----- Page excerpt -----

Modular OOP Web Scraping & Data Analysis

Scraping web sites and summarizing them with sentiment analysis + real-time flight scraping and json\csv search capabilities

Features

Retrieving articles that are currently on BBC main page
Summarizing articles to desired min/max length - may be applied upon article retrieval
Text Sentiment Analysis - may be applied upon article retrieval
Search phrases in a csv file and retrieve a desired value in the row where the phrase was found
Retrieve live flight data from IAA Flight Board Page
Search phrases in a json file and retrieve the path leading to where the phrase was found
Use as base module to construct your own OOP modular web scraper

Installation

The project was developed in python 3.10.6 with selenium

Install the dependencies using the requirements.txt:

cd oop_scraping_and_data_analysis
pip install -r requirements.txt

Finally, add the 'web_scraping' module to PATH

Usage

from web_scraping.sites import BBC, IAA
from web_scraping.utils.tools import search_json, search_csv

articles_path = '~/my/path/to/file/articles.csv'
flights_path = '~/my/path/to/file/flights.json'
BBC.scraper(save_path=articles_path, summarization=True, sentiment_analysis=True)
IAA.scraper(save_path=flights_path, exec_num=3, scrape_time=5)

search_results = search_csv(file_path=articles_path, 
                            keywords=['queen', 'brother', 'gang'])
print('The articles search results are:')
for result in search_results:
    print(result)

search_results = search_json(file_path=flights_path, 
                             keywords=['5W 7085', 'דאבי'])
print('The flight search results are:')
for result in search_results:
    print(result)

Output:

Getting article links from main page...
Getting articles...
Summarizing articles...
Note: This may take a while
Analysing sentiments...
Note: This may take a while
Saving articles...
Articles saved!
Preparing scraping...
2022/09/18 08:11:15: Starting scraping...
2022/09/18 08:11:15: Scraping round 1
2022/09/18 08:11:15: Fetching flights...
2022/09/18 08:11:54: Flights fetched
2022/09/18 08:11:54: saving...
2022/09/18 08:12:06: Saved!
2022/09/18 08:12:06: Waiting for flight table update...

----- Listed records -----

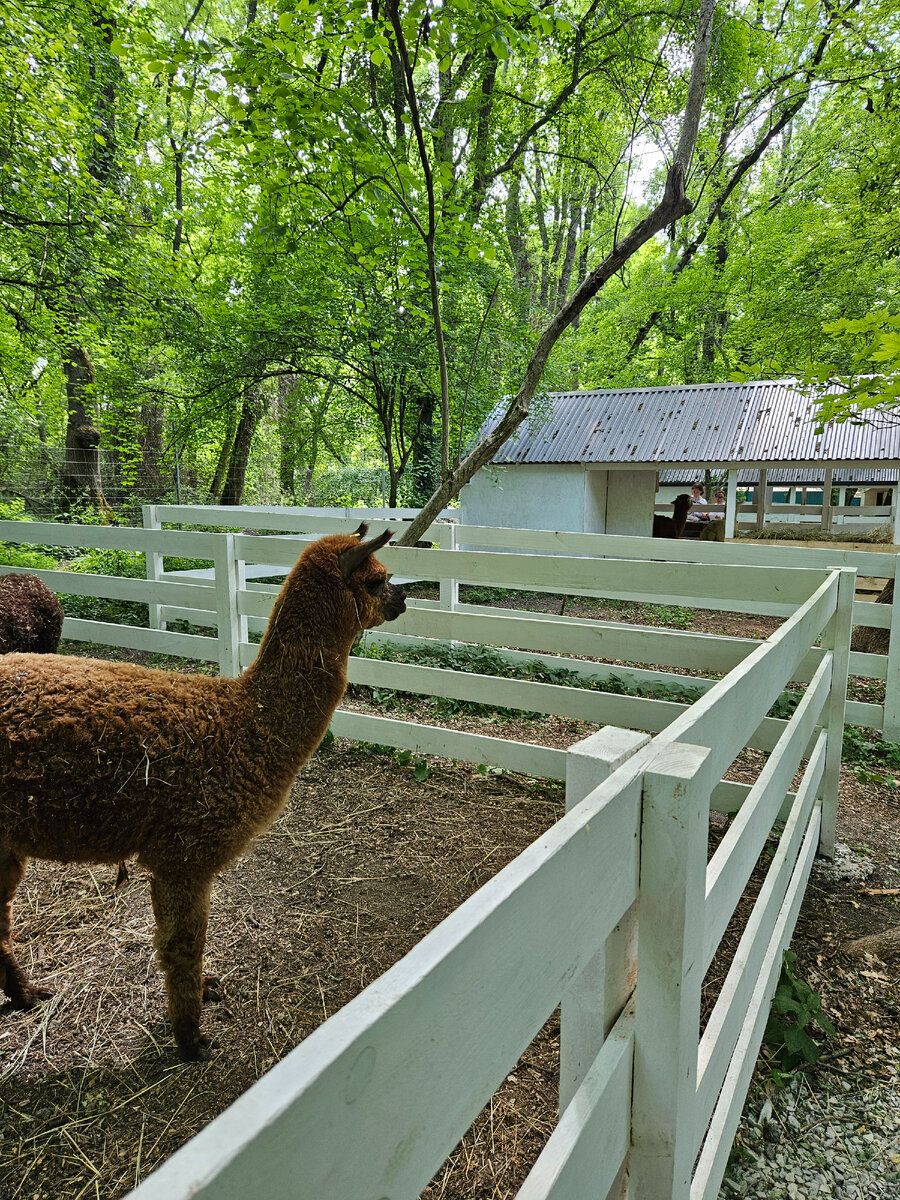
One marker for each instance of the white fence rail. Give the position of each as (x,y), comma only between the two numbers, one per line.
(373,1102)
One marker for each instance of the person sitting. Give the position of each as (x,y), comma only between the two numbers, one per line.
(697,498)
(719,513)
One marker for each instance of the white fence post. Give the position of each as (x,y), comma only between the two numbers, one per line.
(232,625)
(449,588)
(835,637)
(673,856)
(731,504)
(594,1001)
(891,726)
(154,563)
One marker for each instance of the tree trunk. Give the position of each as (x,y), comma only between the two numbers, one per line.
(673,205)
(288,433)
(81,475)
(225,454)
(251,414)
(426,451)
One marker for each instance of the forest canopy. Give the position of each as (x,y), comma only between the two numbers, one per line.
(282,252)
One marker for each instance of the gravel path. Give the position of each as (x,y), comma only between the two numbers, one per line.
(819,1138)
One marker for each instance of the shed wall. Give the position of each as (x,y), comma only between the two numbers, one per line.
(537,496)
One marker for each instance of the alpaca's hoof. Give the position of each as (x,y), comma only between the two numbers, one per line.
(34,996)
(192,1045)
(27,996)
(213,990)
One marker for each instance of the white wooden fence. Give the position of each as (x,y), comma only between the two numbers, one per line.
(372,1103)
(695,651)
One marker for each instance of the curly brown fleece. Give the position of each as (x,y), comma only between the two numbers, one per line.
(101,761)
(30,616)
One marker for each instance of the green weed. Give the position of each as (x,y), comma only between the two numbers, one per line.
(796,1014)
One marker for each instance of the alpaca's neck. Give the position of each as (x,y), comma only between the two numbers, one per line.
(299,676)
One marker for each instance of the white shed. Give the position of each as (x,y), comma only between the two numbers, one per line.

-----

### [Instruction A]
Do these statements agree with the web scraping page? Answer each with yes or no and quote the words of the page that decide it. (i) The project was developed in Python 3.10.6 with selenium. (ii) Live flight data is retrieved from the BBC main page. (iii) Searching a json file retrieves a desired value in the row where the phrase was found.
### [Instruction B]
Can you reproduce the part of the web scraping page starting with "articles_path = '~/my/path/to/file/articles.csv'" and going on through "articles search results are:')"?

### [Finished answer A]
(i) Yes: "The project was developed in python 3.10.6 with selenium"
(ii) No: "Retrieve live flight data from IAA Flight Board Page"
(iii) No: "Search phrases in a json file and retrieve the path leading to where the phrase was found"

### [Finished answer B]
articles_path = '~/my/path/to/file/articles.csv'
flights_path = '~/my/path/to/file/flights.json'
BBC.scraper(save_path=articles_path, summarization=True, sentiment_analysis=True)
IAA.scraper(save_path=flights_path, exec_num=3, scrape_time=5)

search_results = search_csv(file_path=articles_path, 
                            keywords=['queen', 'brother', 'gang'])
print('The articles search results are:')